SOURCE:

Your Virtual Front Page, Thursday, April 25, 2013

A quick look at the headlines:

  1. U.S. Says It Suspects Assad Used Chemical Weapons (NYT) — U.S. joins Israel in saying this.
  2. Boston suspects ‘targeted New York’ (BBC) — It’s interesting that the BBC is leading with this (so is The Guardian), while you can hardly find it on the NYT main page.
  3. S.C. House passes bill to protect children against parental abuse ( — Every once in awhile, the Legislature does something that makes sense.
  4. Obama calls Bush ‘a good man’ (WashPost) — He sort of had to, since the occasion was the opening of the Bush library, but I thought it worth noting all the same.
  5. ‘Pimp Stick Quezzy,’ Columbia rapper, pleads guilty to prostitution ( — Well, that’s a shock. Some might think he was already sort of pleading guilty when he came up with the monicker.
  6. West Columbia bank robbery suspect arrested waiting on taxi ( — See, this is why we need better public transit. How’s a guy supposed to make a getaway if he has to wait for a cab?

28 thoughts on “Your Virtual Front Page, Thursday, April 25, 2013

  1. Kathryn Fenner

    It sounds like a “duh” to terminate the parental rights of parents who use drugs illegally. It isn’t. I was guardian ad Litem on a case where mom used a lot of benzodiazepines. She was tranqed up a lot of the time. When I’d visit the home unannounced, a trailer, it was clean, had decent quantities of decent quality food and toilet paper. I went to the kids’ schools, and the only reason the administrators knew about the kids was that they were good students. They were functioning just fine. The alternative was foster care. Why bust up a functioning family because some neighbor dropped a dime on mom, possibly as retribution? These bright line laws, passed in reaction to some awful facts, can end up with plenty of unintended consequences.

    1. Mark Stewart

      Kathryn is right on this. The law sounds sensible. But then I think about what that really means – terminating parental rights. Maybe we just need to start calling it “parental responsibilities” instead?

      That might put everything in a whole new light right there. It sounds like the legislator from Spartanburg is most interested in punishing the parent(s). But it is always the kids who get hurt. Always.

  2. Silence

    Time to see how much cojones the Obama administration has, now that Assad has crossed the red line. Do we have the collective stomach for another ground war?

  3. bud

    There is still considerable doubt as to whether Assad actually has crossed the red line. Either way this is something we should stay out of. Not sure the rebels are any more humanitarian than Assad.

EXERCISE A: Copy the headlines post word for word from "Kathryn is right" to "humanitarian than Assad.".
The headlines post and the listing come from unrelated sources.

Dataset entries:

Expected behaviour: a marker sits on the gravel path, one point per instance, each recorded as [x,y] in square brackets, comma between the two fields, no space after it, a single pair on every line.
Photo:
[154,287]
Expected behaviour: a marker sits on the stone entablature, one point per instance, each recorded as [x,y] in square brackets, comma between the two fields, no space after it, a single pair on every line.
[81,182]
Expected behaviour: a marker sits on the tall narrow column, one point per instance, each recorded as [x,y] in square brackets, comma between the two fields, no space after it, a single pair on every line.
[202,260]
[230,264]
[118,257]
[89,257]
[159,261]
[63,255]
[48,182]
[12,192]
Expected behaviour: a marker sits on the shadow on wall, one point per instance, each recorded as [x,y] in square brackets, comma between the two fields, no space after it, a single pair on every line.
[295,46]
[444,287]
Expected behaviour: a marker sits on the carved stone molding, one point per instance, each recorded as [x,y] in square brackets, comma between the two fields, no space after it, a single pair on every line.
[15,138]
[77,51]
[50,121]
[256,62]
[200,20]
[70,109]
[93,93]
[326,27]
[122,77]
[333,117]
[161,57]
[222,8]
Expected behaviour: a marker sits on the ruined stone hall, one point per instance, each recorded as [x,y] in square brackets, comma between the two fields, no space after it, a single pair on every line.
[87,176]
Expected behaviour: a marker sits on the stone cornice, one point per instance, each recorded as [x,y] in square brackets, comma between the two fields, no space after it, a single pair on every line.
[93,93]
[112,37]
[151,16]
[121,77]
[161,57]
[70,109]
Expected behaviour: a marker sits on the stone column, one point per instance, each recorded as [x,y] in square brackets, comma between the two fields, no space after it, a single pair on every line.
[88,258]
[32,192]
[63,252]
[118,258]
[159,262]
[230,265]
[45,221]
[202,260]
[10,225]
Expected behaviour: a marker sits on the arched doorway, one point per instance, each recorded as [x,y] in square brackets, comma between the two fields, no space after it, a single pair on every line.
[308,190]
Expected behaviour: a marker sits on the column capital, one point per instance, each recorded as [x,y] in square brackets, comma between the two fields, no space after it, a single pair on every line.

EXERCISE B: Return every line of the listing that contains the string "stone". Case counts.

PROBLEM SOLUTION A:
Kathryn is right on this. The law sounds sensible. But then I think about what that really means – terminating parental rights. Maybe we just need to start calling it “parental responsibilities” instead?

      That might put everything in a whole new light right there. It sounds like the legislator from Spartanburg is most interested in punishing the parent(s). But it is always the kids who get hurt. Always.

  2. Silence

    Time to see how much cojones the Obama administration has, now that Assad has crossed the red line. Do we have the collective stomach for another ground war?

  3. bud

    There is still considerable doubt as to whether Assad actually has crossed the red line. Either way this is something we should stay out of. Not sure the rebels are any more humanitarian than Assad.

PROBLEM SOLUTION B:
Expected behaviour: a marker sits on the stone entablature, one point per instance, each recorded as [x,y] in square brackets, comma between the two fields, no space after it, a single pair on every line.
Expected behaviour: a marker sits on the carved stone molding, one point per instance, each recorded as [x,y] in square brackets, comma between the two fields, no space after it, a single pair on every line.
Expected behaviour: a marker sits on the ruined stone hall, one point per instance, each recorded as [x,y] in square brackets, comma between the two fields, no space after it, a single pair on every line.
Expected behaviour: a marker sits on the stone cornice, one point per instance, each recorded as [x,y] in square brackets, comma between the two fields, no space after it, a single pair on every line.
Expected behaviour: a marker sits on the stone column, one point per instance, each recorded as [x,y] in square brackets, comma between the two fields, no space after it, a single pair on every line.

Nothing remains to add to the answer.